課題 A:
記録の先頭から「column 558, row 262」を含む行までのすべての記録を、1件につき1行となる2列のCSVに変換せよ。列名は「入力」と「出力」とし、各項目は改行を空白に置き換えて二重引用符で囲むこと。

···

この見直しの過程で、設置理念が骨抜きにされると、当時の「『ピースおおさか』の危機を考える会」の竹本昇さんほかが、関連公文書の情報公開を請求したが、公開を拒否された。竹本さんらの異議申し立てに対し、本来語られるはずの審査会も開かれないまま」改装再オープンされ、記念館の名前まで変えられてしまった

その後、知る権利を侵害され精神的苦痛を受けたとして、大阪府大阪市などを相手に損害賠償を求めて提訴した。

(一審目の)大阪地裁ではすべてを退けられた。

(二審の)大阪高裁は、竹下さんらの主張を認め、一審判決を取り消し、大阪府大阪市に対して5万円の慰謝料を払うよう命ずる逆転判決を言い渡した。

大阪府と大阪市はこれを不服として上告したが今回の最高裁は上告を退ける決定を出した。

これにより大阪府大阪市が情報公開しなかったことは違法とする大阪高裁の判決が確定した、

竹下さんらは、判決勝利後、このように述べている。

 「被害と加害の両面から戦争の実相に迫る、設置理念にのっとった ”ピースおおさか” を取り戻すために展示の改善を求めていく。」

竹下さんらの求めに対し、情報が隠されたことは、すべての市民に情報が隠されたことに等しい。74年前の戦争は、『国民に真実を知らせないこと』を原動力として進められた。同じことを繰り返してはいけない。

···

課題 B:
提示文の「この見直しの過程で、設置理念」から「(一審目の)大阪地裁ではすべてを退けられた。」までを、「大阪地裁」を「地方裁判所」に入れ替えたうえで書き出せ。

···

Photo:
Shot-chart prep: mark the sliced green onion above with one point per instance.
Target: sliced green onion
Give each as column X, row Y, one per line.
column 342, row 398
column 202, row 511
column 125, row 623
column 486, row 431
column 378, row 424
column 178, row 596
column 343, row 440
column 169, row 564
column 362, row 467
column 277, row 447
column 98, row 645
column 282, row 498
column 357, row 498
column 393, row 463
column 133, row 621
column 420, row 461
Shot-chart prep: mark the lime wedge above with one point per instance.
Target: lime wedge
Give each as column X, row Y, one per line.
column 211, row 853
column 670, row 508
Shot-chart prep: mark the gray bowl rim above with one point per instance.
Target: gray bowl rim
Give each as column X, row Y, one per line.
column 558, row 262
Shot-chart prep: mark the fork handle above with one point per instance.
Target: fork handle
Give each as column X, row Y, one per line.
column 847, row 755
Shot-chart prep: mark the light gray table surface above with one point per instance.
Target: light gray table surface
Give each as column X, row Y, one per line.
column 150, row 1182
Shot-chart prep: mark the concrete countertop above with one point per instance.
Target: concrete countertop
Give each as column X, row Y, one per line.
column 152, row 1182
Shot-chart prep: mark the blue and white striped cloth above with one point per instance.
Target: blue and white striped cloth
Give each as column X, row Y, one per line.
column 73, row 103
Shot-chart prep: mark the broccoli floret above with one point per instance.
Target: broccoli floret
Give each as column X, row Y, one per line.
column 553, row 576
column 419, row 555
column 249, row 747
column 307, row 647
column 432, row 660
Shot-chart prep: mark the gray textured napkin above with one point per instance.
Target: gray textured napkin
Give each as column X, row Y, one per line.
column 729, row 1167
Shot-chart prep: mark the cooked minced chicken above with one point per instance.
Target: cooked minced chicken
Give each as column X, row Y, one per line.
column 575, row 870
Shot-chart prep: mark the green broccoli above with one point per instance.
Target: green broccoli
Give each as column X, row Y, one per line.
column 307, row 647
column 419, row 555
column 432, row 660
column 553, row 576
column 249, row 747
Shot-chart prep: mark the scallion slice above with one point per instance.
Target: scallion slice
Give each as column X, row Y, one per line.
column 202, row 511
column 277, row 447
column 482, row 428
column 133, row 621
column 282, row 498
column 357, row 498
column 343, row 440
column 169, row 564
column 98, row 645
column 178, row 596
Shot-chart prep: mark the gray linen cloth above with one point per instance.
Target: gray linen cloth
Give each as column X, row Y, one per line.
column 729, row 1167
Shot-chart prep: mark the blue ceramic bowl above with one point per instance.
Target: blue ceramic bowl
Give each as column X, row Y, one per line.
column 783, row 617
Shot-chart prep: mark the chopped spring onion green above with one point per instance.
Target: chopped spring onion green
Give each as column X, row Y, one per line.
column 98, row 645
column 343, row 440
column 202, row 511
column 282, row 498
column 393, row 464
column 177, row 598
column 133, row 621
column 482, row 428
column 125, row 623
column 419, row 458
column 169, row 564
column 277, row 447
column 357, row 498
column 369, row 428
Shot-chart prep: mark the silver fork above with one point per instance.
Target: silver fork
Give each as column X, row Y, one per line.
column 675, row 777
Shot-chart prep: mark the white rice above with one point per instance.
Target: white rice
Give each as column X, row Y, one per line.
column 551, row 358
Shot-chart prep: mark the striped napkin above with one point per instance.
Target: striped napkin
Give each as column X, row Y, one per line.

···

期待される出力 A:
入力,出力
"Photo: Shot-chart prep: mark the sliced green onion above with one point per instance. Target: sliced green onion Give each as column X, row Y, one per line.","column 342, row 398 column 202, row 511 column 125, row 623 column 486, row 431 column 378, row 424 column 178, row 596 column 343, row 440 column 169, row 564 column 362, row 467 column 277, row 447 column 98, row 645 column 282, row 498 column 357, row 498 column 393, row 463 column 133, row 621 column 420, row 461"
"Shot-chart prep: mark the lime wedge above with one point per instance. Target: lime wedge Give each as column X, row Y, one per line.","column 211, row 853 column 670, row 508"
"Shot-chart prep: mark the gray bowl rim above with one point per instance. Target: gray bowl rim Give each as column X, row Y, one per line.","column 558, row 262"

期待される出力 B:
この見直しの過程で、設置理念が骨抜きにされると、当時の「『ピースおおさか』の危機を考える会」の竹本昇さんほかが、関連公文書の情報公開を請求したが、公開を拒否された。竹本さんらの異議申し立てに対し、本来語られるはずの審査会も開かれないまま」改装再オープンされ、記念館の名前まで変えられてしまった

その後、知る権利を侵害され精神的苦痛を受けたとして、大阪府大阪市などを相手に損害賠償を求めて提訴した。

(一審目の)地方裁判所ではすべてを退けられた。